**Exercise brief**
Send each entry back exactly as given, pictures excluded.
────────────────────────────────────────
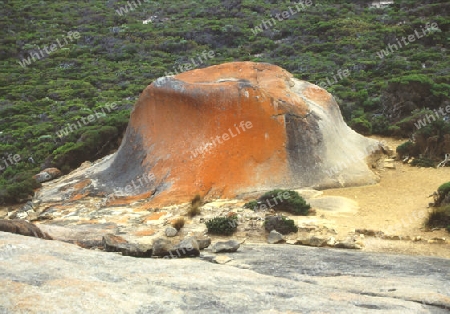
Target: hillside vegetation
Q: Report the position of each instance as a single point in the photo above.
(104, 55)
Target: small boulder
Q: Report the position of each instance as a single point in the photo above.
(186, 248)
(203, 243)
(23, 228)
(162, 247)
(171, 232)
(47, 175)
(275, 237)
(227, 246)
(113, 243)
(318, 241)
(222, 259)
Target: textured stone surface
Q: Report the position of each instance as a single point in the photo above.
(297, 139)
(225, 246)
(38, 276)
(23, 228)
(274, 237)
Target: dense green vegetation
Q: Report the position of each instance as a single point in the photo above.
(280, 200)
(117, 56)
(439, 217)
(222, 225)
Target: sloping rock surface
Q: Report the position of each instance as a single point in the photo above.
(223, 131)
(38, 276)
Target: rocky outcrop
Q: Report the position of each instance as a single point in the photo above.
(225, 246)
(223, 131)
(47, 175)
(22, 227)
(38, 276)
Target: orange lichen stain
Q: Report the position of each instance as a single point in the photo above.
(238, 112)
(77, 197)
(125, 201)
(143, 233)
(82, 184)
(154, 216)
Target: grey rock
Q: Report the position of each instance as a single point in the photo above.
(274, 237)
(228, 246)
(203, 243)
(171, 232)
(186, 248)
(162, 247)
(53, 274)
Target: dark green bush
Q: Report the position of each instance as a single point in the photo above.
(285, 200)
(439, 218)
(222, 225)
(281, 224)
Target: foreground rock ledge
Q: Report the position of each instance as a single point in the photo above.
(226, 130)
(39, 276)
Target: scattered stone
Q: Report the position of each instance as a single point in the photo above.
(389, 163)
(203, 243)
(171, 232)
(186, 248)
(227, 247)
(23, 228)
(331, 242)
(162, 247)
(222, 259)
(113, 243)
(368, 232)
(318, 241)
(437, 241)
(275, 237)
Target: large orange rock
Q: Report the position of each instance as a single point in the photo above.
(230, 129)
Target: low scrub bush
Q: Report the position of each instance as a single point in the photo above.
(222, 225)
(439, 218)
(281, 200)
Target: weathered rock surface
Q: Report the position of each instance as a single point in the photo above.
(226, 246)
(213, 131)
(38, 276)
(274, 237)
(22, 227)
(47, 175)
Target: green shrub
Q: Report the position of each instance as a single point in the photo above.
(439, 218)
(281, 224)
(222, 225)
(285, 200)
(251, 205)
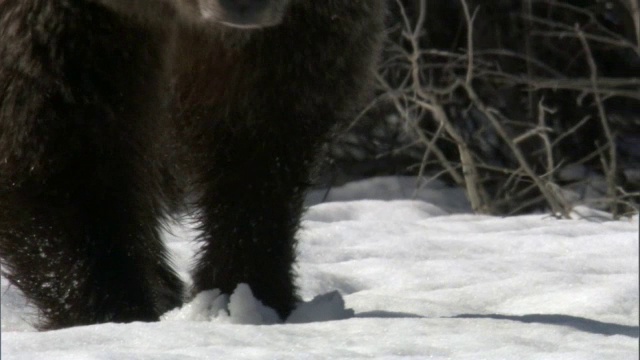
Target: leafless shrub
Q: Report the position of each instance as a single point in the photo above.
(513, 99)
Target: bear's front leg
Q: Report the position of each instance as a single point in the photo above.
(250, 204)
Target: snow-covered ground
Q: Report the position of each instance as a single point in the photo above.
(389, 277)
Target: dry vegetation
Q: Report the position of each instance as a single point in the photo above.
(527, 104)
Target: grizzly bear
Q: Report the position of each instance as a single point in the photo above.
(113, 112)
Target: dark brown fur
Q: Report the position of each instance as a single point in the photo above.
(100, 106)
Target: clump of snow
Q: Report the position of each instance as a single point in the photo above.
(239, 308)
(409, 276)
(325, 307)
(243, 308)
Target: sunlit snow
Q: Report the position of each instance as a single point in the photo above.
(389, 272)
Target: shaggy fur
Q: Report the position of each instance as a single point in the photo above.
(104, 103)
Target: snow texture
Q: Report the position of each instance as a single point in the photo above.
(403, 274)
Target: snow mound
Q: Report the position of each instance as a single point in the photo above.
(239, 308)
(243, 308)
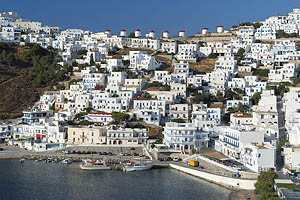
────────────────────────────────────────
**Solution**
Target: hillside vegetation
Q: Report the position of each instance as a single point in the photo above.
(104, 55)
Target: small boulder
Q: Report the position of each instance as a single point in the photo above.
(186, 248)
(203, 243)
(23, 228)
(162, 247)
(171, 232)
(47, 175)
(275, 237)
(227, 246)
(113, 243)
(318, 241)
(222, 259)
Target: textured stone surface
Q: Report the position of each instance as a single point in the photo above.
(297, 139)
(225, 246)
(38, 276)
(23, 228)
(274, 237)
Target: dense green vegetation
Q: Report the position of each instance as a single point in the photo above.
(280, 200)
(117, 56)
(439, 217)
(222, 225)
Target: sloping rock surface
Q: Report the position of each instance as a single point in the photo above.
(223, 131)
(38, 276)
Target: rocky outcrop
Q: Report the position of each instance as a single point in the photo above.
(225, 246)
(223, 131)
(47, 175)
(22, 227)
(38, 276)
Target: orange lichen stain
Q: Report the position of each instance as a single point in the photo above.
(238, 112)
(77, 197)
(125, 201)
(143, 233)
(82, 184)
(154, 216)
Target: grey rock
Q: Report the position of each instance as a single point in the photo above.
(274, 237)
(228, 246)
(203, 243)
(171, 232)
(186, 248)
(162, 247)
(53, 274)
Target: dark green bush
Q: Report the position of each instance as a single point in the photo above.
(285, 200)
(439, 218)
(222, 225)
(281, 224)
Target: foreground rock ledge
Q: Report the position of each instance as a single point in the photo above.
(226, 130)
(39, 276)
Target: scattered stone
Q: Report the position of each instance as a single point in the photo above.
(389, 163)
(203, 243)
(171, 232)
(186, 248)
(227, 247)
(23, 228)
(331, 242)
(162, 247)
(222, 259)
(113, 243)
(368, 232)
(318, 241)
(437, 241)
(275, 237)
Target: large orange rock
Q: Report the position of each instance as a single point in the photo above.
(230, 129)
Target: low scrub bush
Q: Report the position of each instance as a single point in the photo above.
(222, 225)
(439, 218)
(281, 200)
Target: weathered rock surface
Q: Report the position of each instance as a single point in the photo above.
(226, 246)
(213, 131)
(38, 276)
(274, 237)
(22, 227)
(47, 175)
Target: green shrub
Q: Report the position of each instance as a single point in the photo above.
(439, 218)
(281, 224)
(222, 225)
(285, 200)
(251, 205)
Target: leafless shrub
Q: Report the position of each instance as a single point in the photo above.
(513, 99)
Target: bear's front leg
Q: Report the position of each instance as a single point in the photo above.
(250, 204)
Target: snow-covered ground
Q: Report the position of each instance as a single point in the photo above.
(389, 277)
Target: dry vegetation
Q: Report the position of each instance as a single point in the photo above.
(527, 104)
Target: grizzly bear
Q: Report the position of each instance as a single point in the photo above.
(113, 112)
Target: dark brown fur
Q: Report the position of each instance as a single point in the photo above.
(100, 106)
Target: clump of snow
Q: Report the position of each instance as a single point in the photo above.
(239, 308)
(409, 276)
(325, 307)
(243, 308)
Target: sunlit snow
Q: Report the position of each instance as a single point in the photo above.
(389, 272)
Target: shaggy fur
Q: Report the position of each instance as a single point in the photo above.
(104, 103)
Target: snow texture
Q: Report the position of each instance as a single point in the photo above.
(403, 274)
Target: snow mound
Q: Report the position of each instance as a single point in the photo above.
(239, 308)
(243, 308)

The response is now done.